# [Required work]
Give every line back verbatim, dropping all images.

# [Supplied information]
* START *
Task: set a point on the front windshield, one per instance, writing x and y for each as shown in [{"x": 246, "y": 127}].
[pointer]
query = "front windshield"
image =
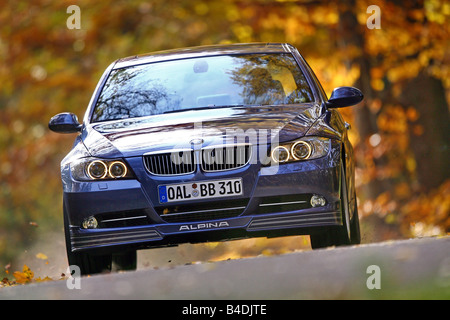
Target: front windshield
[{"x": 198, "y": 83}]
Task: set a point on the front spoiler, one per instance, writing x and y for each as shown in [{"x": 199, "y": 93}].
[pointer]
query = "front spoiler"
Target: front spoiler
[{"x": 217, "y": 230}]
* END *
# [Completed exercise]
Task: set a point on the front windshield, one per instance, writing x and y for each as shown in [{"x": 246, "y": 127}].
[pointer]
query = "front windshield"
image =
Target: front windshield
[{"x": 198, "y": 83}]
Task: set a point on the front spoiler, one per instance, writing x and y for each as shown in [{"x": 199, "y": 93}].
[pointer]
query = "front spoiler"
Target: front spoiler
[{"x": 217, "y": 230}]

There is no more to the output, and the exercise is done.